> [Written exercise]
Write out, word for word, everything in the material from the line containing "point: peach painted" down through the end of the material, and nothing else.

> [Input data]

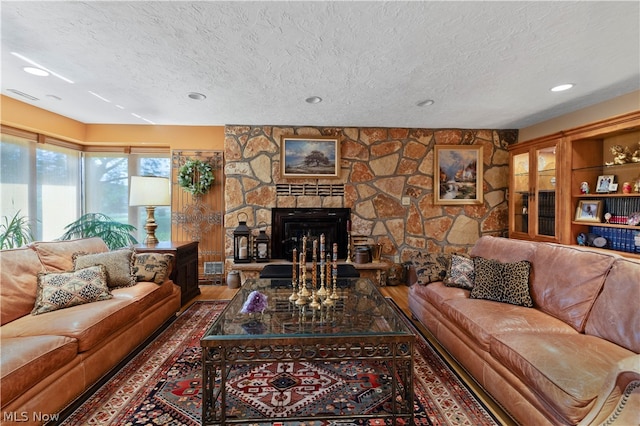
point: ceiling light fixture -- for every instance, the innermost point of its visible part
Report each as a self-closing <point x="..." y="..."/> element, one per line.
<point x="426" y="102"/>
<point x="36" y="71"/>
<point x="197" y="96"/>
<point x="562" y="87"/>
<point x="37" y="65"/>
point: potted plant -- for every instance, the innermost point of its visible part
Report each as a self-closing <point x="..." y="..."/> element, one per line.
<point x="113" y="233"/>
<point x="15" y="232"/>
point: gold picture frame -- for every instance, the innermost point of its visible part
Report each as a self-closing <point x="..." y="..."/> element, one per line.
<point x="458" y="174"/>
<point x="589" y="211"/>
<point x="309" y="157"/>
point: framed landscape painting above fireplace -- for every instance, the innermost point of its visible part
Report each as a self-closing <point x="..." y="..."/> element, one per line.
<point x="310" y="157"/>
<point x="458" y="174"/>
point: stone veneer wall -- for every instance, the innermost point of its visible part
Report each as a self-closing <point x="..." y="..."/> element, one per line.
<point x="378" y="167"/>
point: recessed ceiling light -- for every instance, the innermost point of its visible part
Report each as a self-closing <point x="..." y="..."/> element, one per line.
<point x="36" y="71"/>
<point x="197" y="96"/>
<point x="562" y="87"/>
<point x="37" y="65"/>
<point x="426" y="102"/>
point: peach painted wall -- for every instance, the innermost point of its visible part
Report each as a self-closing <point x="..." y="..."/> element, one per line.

> [Final result]
point: peach painted wall -- for every instance, the innermost point of its visible part
Report each as a self-closing <point x="..." y="..."/> element, one per line.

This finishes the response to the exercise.